→ Text excerpt
-*-
Powering the Internet with Base64
Diving into the mechanics of base64 encoding
Base64 is ubiquitous on the Internet right now. Sometimes it seems like every request, every URL and every file is being encoded in base64 format! As a programmer, base64 certainly feels like a daily fact of life.
Every time I use base64, I can’t help but wonder how it works. What is the dark magic hiding underneath the hood when you type base64_encode()? Today, we’ll dive into the specifics of base64 and find out.
What is base64 encoding?
Base64 is a binary to ASCII encoding scheme. It is designed as a way to transfer binary data reliably across channels that have limited support for different content types.
A base64 encoded string looks like this:
V2hhdCBoYXBwZW5zIHdoZW4geW91IGJhc2U2NCgpPw==Base64 characters only use the same 64 characters that are present in most character sets. They are:
- Upper case alphabet characters A-Z.
- Lower case alphabet characters a-z.
- Number characters 0–9.
- And finally, characters + and /.
-*-
→ Written task 1
Retype the base64 article from "What is base64" to "Lower case alphabet characters a-z." word for word.
→ Written task 2
Continue the base64 article from its last line.
The records that follow are separate from the base64 article.
-*-
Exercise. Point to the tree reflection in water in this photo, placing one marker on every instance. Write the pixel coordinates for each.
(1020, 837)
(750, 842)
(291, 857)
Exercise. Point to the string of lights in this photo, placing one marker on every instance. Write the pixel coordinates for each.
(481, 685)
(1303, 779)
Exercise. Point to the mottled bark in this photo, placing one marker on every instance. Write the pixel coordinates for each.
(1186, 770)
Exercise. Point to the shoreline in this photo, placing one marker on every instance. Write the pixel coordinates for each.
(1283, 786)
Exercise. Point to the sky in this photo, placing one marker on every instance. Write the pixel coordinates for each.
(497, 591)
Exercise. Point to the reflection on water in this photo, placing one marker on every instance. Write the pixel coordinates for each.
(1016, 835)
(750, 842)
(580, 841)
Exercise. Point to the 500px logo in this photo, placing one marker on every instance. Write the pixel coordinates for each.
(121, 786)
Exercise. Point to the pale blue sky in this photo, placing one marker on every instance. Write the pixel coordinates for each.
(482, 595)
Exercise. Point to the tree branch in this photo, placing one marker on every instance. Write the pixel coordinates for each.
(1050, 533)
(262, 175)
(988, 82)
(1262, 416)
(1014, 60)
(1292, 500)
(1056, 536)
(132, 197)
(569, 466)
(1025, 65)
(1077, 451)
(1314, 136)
-*-
→ Task result 1
What is base64 encoding?
Base64 is a binary to ASCII encoding scheme. It is designed as a way to transfer binary data reliably across channels that have limited support for different content types.
A base64 encoded string looks like this:
V2hhdCBoYXBwZW5zIHdoZW4geW91IGJhc2U2NCgpPw==Base64 characters only use the same 64 characters that are present in most character sets. They are:
- Upper case alphabet characters A-Z.
- Lower case alphabet characters a-z.

→ Task result 2
- The = character is used for padding.
These characters are generally implemented by most character sets and are not often used as controlled characters in Internet protocols. So when you encode content with base64, you can be fairly confident that your data is going to arrive uncorrupted.
Whereas when you transfer your data in their original, “bits and bytes” state, the data might be screwed up due to protocols misinterpreting special characters.
What is it used for?
The original use case for base64 was simply as a safe way to transmit data across machines. Overtime, base64 has been integrated into the implementation of certain core Internet technologies such as encryption and file embedding.
Data transmission: Base64 can simply be used as a way to transfer and store data without the risk of data corruption. It is often used to transmit JSON data and cookie information for a user.
File embedding: Base64 can be used to embed files within scripts and webpages, so as to avoid depending on external files. Email attachments are also often sent this way.
Data obfuscation: Base64 can be used to obfuscate data since the resulting text is not human readable. However, this should not be used as a security mechanism as the encoding is easily reversible.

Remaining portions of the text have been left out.